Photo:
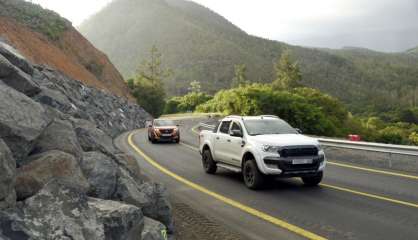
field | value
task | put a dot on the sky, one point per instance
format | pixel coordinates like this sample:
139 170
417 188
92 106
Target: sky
385 25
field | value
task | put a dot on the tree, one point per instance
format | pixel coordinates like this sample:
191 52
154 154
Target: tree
195 87
147 87
288 75
240 76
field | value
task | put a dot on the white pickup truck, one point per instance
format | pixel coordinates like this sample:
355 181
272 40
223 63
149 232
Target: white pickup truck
259 147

• [EXERCISE] Scan the entries above for the word "instance", then copy every line in which it occurs.

• [TASK SOLUTION]
task | put a dot on the sky, one point per instance
task | put a dot on the tree, one point per instance
task | put a dot on the white pickup truck, one point per instance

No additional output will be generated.